EXCERPT PROVIDED
===============

The Scary Sleepover

Daniel: Clash of Kings - Part 9

Sermon Image
Date
Sept. 2, 2018
Time
10:30
00:00
00:00

Transcription

Disclaimer: this is an automatically generated machine transcription - there may be small errors or mistranscriptions. Please refer to the original audio if you are in any doubt.

[0:00] Friends, let's pray. Our loving Heavenly Father, you are the same yesterday, today, and forever. And as we open your word, we pray that it would be living and active in our hearts, in the hearts of these children as they respond to it. In Jesus' name, Amen.

[0:21] Well, welcome to Daniel chapter 6, our last passage in this short sermon series. And it's great if you have your Bible open to Daniel. Because Daniel 6 begins with a miracle.

[0:34] The miracle of a squeaky, clean politician. Come on. That's the only joke I have today. Help me out, please.

[0:46] Daniel has faithfully served at least three monarchs, and King Darius is the latest one here in chapter 6. And by the time Darius takes the throne, Daniel has already been in Babylon for at least 66 years, meaning if he went there as a teenager, he is now in his 80s.

[1:03] And for 66 years, Daniel has never turned aside from worshiping the Lord God, even as he's faithfully served each king.

===============

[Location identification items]

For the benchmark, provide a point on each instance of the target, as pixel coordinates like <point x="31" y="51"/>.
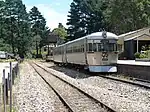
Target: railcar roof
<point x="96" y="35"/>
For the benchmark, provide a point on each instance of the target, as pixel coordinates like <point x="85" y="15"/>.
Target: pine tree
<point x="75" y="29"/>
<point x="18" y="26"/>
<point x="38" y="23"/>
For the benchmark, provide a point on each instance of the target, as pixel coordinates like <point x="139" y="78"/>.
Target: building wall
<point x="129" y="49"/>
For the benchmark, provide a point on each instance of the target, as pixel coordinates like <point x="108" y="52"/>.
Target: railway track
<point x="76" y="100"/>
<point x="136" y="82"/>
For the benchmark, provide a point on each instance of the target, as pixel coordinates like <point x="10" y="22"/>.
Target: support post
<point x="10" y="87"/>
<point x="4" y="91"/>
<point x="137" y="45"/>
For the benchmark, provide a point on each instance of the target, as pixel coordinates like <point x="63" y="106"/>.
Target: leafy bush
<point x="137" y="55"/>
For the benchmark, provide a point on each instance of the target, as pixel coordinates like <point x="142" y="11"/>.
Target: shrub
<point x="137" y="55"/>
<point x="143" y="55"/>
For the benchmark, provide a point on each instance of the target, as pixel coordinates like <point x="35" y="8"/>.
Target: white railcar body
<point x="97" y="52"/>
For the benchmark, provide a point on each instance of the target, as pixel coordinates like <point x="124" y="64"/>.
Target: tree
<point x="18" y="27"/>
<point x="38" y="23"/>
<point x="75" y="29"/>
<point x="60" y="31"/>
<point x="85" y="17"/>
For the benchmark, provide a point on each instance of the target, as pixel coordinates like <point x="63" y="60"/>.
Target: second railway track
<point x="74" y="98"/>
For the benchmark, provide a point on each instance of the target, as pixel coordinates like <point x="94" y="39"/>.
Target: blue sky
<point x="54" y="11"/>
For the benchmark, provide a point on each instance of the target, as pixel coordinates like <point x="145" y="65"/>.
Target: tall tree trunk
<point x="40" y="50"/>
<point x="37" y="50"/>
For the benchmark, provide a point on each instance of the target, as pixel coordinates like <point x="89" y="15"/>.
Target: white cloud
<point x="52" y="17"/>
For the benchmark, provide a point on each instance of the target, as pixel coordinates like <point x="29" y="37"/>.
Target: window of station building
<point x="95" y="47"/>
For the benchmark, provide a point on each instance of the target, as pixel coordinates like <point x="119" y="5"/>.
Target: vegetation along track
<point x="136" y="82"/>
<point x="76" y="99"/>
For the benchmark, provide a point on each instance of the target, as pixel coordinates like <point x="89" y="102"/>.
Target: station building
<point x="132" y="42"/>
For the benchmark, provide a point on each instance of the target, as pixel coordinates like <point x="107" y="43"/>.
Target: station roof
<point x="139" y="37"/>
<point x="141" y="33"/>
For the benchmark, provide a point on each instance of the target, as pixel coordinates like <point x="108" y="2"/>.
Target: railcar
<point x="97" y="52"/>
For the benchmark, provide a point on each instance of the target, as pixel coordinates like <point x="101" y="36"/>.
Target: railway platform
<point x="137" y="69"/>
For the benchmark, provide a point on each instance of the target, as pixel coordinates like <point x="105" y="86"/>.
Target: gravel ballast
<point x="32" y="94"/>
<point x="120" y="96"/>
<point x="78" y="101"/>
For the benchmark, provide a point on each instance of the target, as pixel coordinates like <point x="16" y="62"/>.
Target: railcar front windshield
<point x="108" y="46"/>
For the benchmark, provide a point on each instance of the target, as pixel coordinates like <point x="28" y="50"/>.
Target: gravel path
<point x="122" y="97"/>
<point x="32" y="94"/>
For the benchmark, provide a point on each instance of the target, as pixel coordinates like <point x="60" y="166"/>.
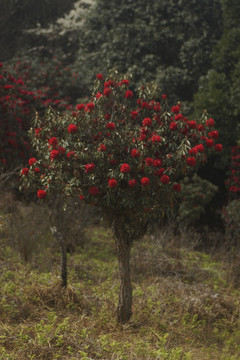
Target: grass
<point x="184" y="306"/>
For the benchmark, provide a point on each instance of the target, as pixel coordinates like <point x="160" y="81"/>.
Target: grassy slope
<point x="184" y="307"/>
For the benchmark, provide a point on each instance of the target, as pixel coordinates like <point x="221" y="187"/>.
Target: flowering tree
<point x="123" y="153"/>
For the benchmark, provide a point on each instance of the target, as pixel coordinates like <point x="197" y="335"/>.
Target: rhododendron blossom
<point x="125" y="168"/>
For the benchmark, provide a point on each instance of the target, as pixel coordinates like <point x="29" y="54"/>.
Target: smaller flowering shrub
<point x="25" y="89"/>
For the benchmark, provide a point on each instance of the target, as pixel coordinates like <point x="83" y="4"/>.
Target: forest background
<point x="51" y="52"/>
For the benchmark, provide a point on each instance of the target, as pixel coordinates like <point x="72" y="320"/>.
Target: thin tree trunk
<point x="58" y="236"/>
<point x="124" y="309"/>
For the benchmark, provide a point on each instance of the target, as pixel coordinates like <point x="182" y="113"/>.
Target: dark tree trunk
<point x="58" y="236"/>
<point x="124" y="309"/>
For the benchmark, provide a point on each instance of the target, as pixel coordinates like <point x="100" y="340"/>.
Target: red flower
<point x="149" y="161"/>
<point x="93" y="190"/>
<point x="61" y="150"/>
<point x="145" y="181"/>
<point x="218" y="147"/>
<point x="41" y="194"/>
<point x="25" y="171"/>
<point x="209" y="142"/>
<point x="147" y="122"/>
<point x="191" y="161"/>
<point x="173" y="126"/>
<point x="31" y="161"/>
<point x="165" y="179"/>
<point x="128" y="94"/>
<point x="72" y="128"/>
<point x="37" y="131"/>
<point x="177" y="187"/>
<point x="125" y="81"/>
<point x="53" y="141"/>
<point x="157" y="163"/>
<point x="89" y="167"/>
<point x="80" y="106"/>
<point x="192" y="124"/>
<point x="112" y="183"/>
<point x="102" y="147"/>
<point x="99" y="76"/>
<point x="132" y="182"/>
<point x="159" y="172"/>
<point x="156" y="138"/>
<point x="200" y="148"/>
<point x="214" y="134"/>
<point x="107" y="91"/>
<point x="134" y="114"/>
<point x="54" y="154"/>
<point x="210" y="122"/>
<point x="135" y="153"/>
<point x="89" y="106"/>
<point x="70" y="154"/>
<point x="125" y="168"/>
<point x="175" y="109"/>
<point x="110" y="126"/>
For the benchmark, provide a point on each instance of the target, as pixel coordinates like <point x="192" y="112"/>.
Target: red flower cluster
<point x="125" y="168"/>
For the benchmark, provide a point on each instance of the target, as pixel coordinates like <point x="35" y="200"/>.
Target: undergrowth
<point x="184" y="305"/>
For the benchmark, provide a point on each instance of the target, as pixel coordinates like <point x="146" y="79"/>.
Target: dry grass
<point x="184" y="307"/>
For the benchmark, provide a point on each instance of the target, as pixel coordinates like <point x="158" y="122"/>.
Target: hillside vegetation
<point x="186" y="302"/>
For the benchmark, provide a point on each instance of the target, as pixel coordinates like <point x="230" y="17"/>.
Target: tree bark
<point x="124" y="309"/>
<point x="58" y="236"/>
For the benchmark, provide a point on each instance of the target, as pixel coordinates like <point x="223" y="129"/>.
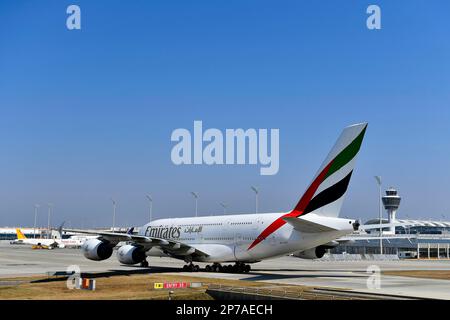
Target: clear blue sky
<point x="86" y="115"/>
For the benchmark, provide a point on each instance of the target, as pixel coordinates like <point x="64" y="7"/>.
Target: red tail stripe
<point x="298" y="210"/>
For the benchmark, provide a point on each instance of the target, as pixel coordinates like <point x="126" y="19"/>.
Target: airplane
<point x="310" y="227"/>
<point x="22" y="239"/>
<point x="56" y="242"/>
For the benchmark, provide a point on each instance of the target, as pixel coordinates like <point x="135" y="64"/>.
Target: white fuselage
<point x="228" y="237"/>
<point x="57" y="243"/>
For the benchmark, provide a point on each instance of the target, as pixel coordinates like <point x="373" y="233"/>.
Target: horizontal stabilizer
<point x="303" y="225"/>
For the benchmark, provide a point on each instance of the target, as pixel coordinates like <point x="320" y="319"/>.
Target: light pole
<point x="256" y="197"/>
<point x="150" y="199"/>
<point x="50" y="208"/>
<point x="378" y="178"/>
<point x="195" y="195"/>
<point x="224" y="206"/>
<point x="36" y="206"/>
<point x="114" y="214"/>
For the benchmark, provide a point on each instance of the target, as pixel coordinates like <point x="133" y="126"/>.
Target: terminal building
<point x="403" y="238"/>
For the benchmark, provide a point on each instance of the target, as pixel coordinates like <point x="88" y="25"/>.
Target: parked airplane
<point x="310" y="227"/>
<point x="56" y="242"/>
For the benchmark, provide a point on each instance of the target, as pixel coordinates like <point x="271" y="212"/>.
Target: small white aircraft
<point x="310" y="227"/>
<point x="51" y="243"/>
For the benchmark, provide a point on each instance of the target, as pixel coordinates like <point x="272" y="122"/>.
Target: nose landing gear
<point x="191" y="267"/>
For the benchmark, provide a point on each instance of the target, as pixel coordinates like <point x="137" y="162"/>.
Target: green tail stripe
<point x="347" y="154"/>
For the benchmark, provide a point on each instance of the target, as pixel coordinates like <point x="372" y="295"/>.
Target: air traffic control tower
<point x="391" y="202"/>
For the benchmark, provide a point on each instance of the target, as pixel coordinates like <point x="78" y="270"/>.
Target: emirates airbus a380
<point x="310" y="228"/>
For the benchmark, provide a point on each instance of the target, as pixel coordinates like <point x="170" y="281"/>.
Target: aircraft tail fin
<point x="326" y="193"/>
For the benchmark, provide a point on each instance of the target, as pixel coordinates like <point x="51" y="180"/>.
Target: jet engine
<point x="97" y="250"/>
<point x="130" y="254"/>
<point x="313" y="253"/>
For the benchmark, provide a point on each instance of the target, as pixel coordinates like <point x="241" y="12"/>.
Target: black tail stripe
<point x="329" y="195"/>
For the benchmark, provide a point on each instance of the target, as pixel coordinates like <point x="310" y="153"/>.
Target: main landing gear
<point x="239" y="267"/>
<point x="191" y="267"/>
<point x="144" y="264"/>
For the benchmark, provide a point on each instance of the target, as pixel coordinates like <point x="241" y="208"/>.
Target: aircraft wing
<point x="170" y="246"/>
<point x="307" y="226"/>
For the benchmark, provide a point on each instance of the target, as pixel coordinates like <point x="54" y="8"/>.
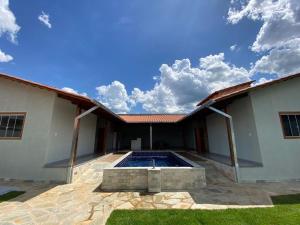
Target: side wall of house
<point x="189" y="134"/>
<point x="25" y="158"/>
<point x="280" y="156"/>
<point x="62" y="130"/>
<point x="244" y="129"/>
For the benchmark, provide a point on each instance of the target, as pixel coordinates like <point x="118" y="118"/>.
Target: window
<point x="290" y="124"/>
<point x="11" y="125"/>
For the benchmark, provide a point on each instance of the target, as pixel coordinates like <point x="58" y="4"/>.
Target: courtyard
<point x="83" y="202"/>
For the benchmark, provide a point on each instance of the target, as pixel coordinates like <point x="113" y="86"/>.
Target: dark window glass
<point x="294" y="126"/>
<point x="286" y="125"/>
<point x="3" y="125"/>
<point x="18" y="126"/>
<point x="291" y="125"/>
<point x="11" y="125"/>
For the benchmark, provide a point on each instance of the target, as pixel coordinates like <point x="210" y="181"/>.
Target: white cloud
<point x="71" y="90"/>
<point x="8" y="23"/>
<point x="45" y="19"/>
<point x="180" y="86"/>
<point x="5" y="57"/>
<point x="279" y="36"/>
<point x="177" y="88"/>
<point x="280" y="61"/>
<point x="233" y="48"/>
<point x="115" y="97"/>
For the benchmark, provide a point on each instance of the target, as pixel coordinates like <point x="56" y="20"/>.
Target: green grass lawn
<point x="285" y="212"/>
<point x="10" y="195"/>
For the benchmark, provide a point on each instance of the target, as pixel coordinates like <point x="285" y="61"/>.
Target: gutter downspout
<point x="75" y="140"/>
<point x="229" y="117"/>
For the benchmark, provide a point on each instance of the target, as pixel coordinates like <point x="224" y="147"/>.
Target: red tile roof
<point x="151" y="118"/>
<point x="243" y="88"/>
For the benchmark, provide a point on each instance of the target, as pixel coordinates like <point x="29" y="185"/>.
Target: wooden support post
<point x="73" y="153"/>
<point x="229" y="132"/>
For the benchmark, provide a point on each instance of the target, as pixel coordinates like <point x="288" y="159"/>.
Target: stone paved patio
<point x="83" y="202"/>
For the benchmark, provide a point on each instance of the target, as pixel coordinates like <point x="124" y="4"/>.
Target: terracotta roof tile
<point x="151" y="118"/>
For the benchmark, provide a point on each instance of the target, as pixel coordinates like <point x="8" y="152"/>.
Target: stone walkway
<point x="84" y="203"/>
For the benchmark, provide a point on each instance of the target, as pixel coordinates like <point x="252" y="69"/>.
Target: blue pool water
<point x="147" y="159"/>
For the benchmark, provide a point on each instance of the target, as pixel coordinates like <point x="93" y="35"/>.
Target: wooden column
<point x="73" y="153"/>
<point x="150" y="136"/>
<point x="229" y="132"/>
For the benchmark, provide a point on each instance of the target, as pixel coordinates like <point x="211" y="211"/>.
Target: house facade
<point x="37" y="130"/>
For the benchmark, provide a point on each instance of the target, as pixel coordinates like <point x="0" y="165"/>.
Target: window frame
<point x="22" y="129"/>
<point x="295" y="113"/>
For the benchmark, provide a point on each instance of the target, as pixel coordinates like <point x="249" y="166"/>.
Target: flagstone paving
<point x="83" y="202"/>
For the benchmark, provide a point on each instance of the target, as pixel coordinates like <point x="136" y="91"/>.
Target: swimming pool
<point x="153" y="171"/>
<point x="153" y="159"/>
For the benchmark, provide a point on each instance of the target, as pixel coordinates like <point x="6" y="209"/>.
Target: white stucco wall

===============

PROBLEMS TO WORK ON
(1) Return the part of the sermon transcript from "Sermon Image" to "Jesus' name, Amen.", copied word for word.
(2) Select every line in the entries that contains the word "gear", treating uppercase and lowercase as different.

ANSWERS TO EACH TASK
(1)
Sermon Image
Date
Sept. 2, 2018
Time
10:30
00:00
00:00

Transcription

Disclaimer: this is an automatically generated machine transcription - there may be small errors or mistranscriptions. Please refer to the original audio if you are in any doubt.

[0:00] Friends, let's pray. Our loving Heavenly Father, you are the same yesterday, today, and forever. And as we open your word, we pray that it would be living and active in our hearts, in the hearts of these children as they respond to it. In Jesus' name, Amen.

(2)
Target: nose landing gear
Target: main landing gear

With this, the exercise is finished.